- **Your task**: Please reproduce every record, keeping each one exactly as written.

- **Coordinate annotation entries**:
§

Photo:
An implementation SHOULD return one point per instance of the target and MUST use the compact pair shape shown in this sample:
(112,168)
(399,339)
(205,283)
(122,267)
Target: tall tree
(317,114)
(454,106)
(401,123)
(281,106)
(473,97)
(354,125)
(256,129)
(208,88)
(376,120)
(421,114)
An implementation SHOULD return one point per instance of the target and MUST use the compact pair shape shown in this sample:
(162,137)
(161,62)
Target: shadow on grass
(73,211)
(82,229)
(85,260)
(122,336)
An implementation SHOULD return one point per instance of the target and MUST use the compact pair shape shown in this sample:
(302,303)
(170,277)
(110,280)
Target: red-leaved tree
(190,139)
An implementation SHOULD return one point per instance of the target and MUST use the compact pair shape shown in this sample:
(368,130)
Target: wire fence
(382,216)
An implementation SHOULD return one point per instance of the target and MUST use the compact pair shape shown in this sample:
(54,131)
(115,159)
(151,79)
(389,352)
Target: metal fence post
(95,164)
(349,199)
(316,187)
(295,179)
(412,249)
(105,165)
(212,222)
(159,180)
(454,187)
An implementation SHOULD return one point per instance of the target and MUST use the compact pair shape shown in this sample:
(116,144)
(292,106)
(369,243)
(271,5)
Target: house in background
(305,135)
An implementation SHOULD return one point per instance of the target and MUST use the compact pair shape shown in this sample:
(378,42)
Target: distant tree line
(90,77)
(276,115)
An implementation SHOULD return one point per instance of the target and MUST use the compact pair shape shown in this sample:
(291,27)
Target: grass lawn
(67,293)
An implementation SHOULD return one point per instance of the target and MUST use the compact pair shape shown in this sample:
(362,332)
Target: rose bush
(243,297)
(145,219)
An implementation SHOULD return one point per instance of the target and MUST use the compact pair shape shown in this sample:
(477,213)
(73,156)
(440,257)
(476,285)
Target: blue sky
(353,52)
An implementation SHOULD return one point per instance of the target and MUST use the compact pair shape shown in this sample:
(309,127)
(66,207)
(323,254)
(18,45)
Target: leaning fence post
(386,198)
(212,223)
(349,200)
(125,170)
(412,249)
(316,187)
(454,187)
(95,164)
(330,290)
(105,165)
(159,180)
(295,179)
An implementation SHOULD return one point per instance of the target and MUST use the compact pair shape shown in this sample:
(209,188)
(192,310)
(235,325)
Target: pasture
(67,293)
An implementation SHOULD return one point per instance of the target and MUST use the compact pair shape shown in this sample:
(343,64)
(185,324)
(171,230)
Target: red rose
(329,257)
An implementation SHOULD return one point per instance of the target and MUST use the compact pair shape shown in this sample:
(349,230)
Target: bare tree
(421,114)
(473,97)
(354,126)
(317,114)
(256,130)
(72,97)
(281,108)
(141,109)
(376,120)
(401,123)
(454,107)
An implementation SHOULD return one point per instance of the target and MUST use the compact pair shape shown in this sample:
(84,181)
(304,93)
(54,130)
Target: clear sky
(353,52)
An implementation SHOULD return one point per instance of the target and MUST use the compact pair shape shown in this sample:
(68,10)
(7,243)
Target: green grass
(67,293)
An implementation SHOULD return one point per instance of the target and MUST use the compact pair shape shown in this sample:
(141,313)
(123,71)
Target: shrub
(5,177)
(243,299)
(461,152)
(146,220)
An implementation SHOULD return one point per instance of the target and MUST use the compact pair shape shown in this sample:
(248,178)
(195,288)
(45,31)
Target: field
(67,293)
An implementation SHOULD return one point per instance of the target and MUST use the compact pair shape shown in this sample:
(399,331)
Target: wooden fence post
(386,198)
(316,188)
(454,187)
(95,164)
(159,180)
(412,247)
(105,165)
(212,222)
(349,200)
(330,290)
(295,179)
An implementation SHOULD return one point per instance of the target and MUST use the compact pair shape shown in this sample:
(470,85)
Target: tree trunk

§

- **Written solution**:
Photo:
An implementation SHOULD return one point per instance of the target and MUST use the compact pair shape shown in this sample:
(112,168)
(399,339)
(205,283)
(122,267)
Target: tall tree
(317,114)
(454,106)
(401,123)
(281,106)
(473,97)
(354,125)
(256,129)
(208,88)
(376,120)
(421,114)
An implementation SHOULD return one point per instance of the target and MUST use the compact pair shape shown in this sample:
(162,137)
(161,62)
Target: shadow on grass
(73,211)
(82,229)
(85,260)
(122,336)
An implementation SHOULD return one point per instance of the target and MUST use the compact pair shape shown in this sample:
(302,303)
(170,277)
(110,280)
Target: red-leaved tree
(190,139)
An implementation SHOULD return one point per instance of the target and MUST use the compact pair shape shown in this sample:
(368,130)
Target: wire fence
(382,216)
An implementation SHOULD return one point per instance of the target and MUST use the compact pair shape shown in this sample:
(54,131)
(115,159)
(151,79)
(389,352)
Target: metal fence post
(95,164)
(349,199)
(316,187)
(295,179)
(412,249)
(105,165)
(212,222)
(159,180)
(454,187)
An implementation SHOULD return one point per instance of the target and MUST use the compact pair shape shown in this sample:
(116,144)
(292,106)
(369,243)
(271,5)
Target: house in background
(305,135)
An implementation SHOULD return one point per instance of the target and MUST use the compact pair shape shown in this sample:
(378,42)
Target: distant tree line
(90,77)
(276,115)
An implementation SHOULD return one point per instance of the target and MUST use the compact pair shape shown in this sample:
(291,27)
Target: grass lawn
(67,293)
An implementation SHOULD return one point per instance of the target and MUST use the compact pair shape shown in this sample:
(362,332)
Target: rose bush
(243,297)
(145,219)
An implementation SHOULD return one point per instance of the target and MUST use the compact pair shape shown in this sample:
(477,213)
(73,156)
(440,257)
(476,285)
Target: blue sky
(353,52)
An implementation SHOULD return one point per instance of the target and MUST use the compact pair shape shown in this sample:
(309,127)
(66,207)
(323,254)
(18,45)
Target: leaning fence post
(386,198)
(212,223)
(349,200)
(125,170)
(412,249)
(316,187)
(454,187)
(95,164)
(330,290)
(105,165)
(159,180)
(295,179)
An implementation SHOULD return one point per instance of the target and MUST use the compact pair shape shown in this sample:
(209,188)
(192,310)
(235,325)
Target: pasture
(67,293)
An implementation SHOULD return one point per instance of the target and MUST use the compact pair shape shown in this sample:
(343,64)
(185,324)
(171,230)
Target: red rose
(329,257)
An implementation SHOULD return one point per instance of the target and MUST use the compact pair shape shown in this sample:
(349,230)
Target: bare tree
(421,114)
(473,97)
(354,126)
(317,114)
(256,130)
(72,97)
(281,108)
(141,109)
(376,120)
(401,123)
(454,107)
An implementation SHOULD return one point per instance of the target and MUST use the compact pair shape shown in this sample:
(84,181)
(304,93)
(54,130)
Target: clear sky
(353,52)
An implementation SHOULD return one point per instance of the target and MUST use the compact pair shape shown in this sample:
(68,10)
(7,243)
Target: green grass
(67,293)
An implementation SHOULD return one point per instance of the target and MUST use the compact pair shape shown in this sample:
(141,313)
(123,71)
Target: shrub
(5,177)
(243,299)
(461,152)
(146,220)
An implementation SHOULD return one point per instance of the target and MUST use the compact pair shape shown in this sample:
(248,178)
(195,288)
(45,31)
Target: field
(67,293)
An implementation SHOULD return one point per instance of the target and MUST use the compact pair shape shown in this sample:
(399,331)
Target: wooden fence post
(386,198)
(316,188)
(454,187)
(95,164)
(159,180)
(412,247)
(105,165)
(212,222)
(349,200)
(330,290)
(295,179)
An implementation SHOULD return one point per instance of the target and MUST use the compact pair shape shown in this sample:
(470,85)
Target: tree trunk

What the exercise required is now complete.